- _Exercise passage_
Dr. Galson's remarks were followed by presentations by NHLBI Director Elizabeth G. Nabel, MD, and AHRQ Director Carolyn M. Clancy, MD. Le Keisha Ruffin, a DVT patient who survived a PE, shared her harrowing story of pain, repeated failed diagnoses in emergency rooms, and a near-fatal event after the birth of her first child.

Dr. Nabel noted that the NHLBI will soon launch the first multicenter, randomized, clinical trial of genotype-guided dosing of warfarin therapy that will examine whether the use of clinical plus genetic information during the initiation of warfarin can lead to safer and more effective treatment of patients, especially those patients with DVT or atrial fibrillation, patients at risk for stroke, or patients who require warfarin therapy after orthopedic surgery.

Dr. Clancy announced the release of the two AHRQ guidebooks, which can be ordered for free from the AHRQ at (800) 358-9295 or at ahrqpubs@ahrq.hhs.gov.

Preventing Hospital-Acquired Venous Thromboembolism: A Guide for Effective Quality Improvement is a 60-page tool used to help hospitals and clinicians implement preventive processes. It includes case studies and details the process of starting, implementing, evaluating, and sustaining a quality improvement strategy for prevention of thromboembolism.

Your Guide to Preventing and Treating Blood Clots is a 12-page consumer booklet. It is an easy-to-read resource to help patients and their families identify the causes and symptoms of blood clots, learn tips on how to prevent them, and know what to expect during treatment.

- _Task item 1_
Translate this sentence from the passage on venous thromboembolism into Spanish: "It includes case studies and details the process of starting, implementing, evaluating, and sustaining a quality improvement strategy for prevention of thromboembolism."
- _Task item 2_
Transcribe the part of the passage on venous thromboembolism starting with "Dr. Clancy announced" and going on through "expect during treatment.".

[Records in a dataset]
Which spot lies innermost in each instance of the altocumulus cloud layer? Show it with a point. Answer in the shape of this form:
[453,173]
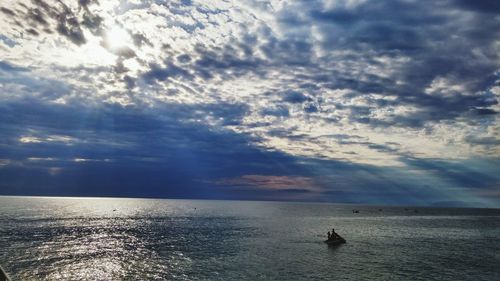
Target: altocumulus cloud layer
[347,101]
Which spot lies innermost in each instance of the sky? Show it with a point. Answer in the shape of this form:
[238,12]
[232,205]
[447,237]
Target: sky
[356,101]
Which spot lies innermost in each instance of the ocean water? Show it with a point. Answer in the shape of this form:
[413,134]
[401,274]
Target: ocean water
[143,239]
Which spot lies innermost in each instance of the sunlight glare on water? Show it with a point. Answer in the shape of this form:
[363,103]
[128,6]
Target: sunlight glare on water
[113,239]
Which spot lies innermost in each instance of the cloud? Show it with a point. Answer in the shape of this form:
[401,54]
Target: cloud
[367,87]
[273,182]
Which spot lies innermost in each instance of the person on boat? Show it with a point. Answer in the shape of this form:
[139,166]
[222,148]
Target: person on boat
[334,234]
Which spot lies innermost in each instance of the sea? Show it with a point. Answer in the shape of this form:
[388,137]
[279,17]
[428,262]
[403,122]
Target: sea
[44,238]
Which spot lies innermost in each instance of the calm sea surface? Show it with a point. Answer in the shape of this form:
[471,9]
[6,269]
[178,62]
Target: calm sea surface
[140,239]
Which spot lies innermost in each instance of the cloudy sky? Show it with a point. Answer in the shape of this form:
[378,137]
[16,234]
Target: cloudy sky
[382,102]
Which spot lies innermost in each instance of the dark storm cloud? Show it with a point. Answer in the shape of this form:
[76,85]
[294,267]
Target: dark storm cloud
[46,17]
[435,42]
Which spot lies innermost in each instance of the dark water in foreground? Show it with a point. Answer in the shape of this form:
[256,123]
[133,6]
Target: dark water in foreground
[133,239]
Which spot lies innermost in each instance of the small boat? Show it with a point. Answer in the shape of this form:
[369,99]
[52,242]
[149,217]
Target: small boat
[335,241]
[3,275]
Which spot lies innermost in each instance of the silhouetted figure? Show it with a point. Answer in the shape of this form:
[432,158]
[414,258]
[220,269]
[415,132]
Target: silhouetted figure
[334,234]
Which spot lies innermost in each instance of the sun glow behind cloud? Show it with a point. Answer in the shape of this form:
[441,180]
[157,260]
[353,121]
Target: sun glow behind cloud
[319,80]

- _Response area 1_
Incluye estudios de caso y detalla el proceso de iniciar, implementar, evaluar y mantener una estrategia de mejora de la calidad para la prevención del tromboembolismo.

- _Response area 2_
Dr. Clancy announced the release of the two AHRQ guidebooks, which can be ordered for free from the AHRQ at (800) 358-9295 or at ahrqpubs@ahrq.hhs.gov.

Preventing Hospital-Acquired Venous Thromboembolism: A Guide for Effective Quality Improvement is a 60-page tool used to help hospitals and clinicians implement preventive processes. It includes case studies and details the process of starting, implementing, evaluating, and sustaining a quality improvement strategy for prevention of thromboembolism.

Your Guide to Preventing and Treating Blood Clots is a 12-page consumer booklet. It is an easy-to-read resource to help patients and their families identify the causes and symptoms of blood clots, learn tips on how to prevent them, and know what to expect during treatment.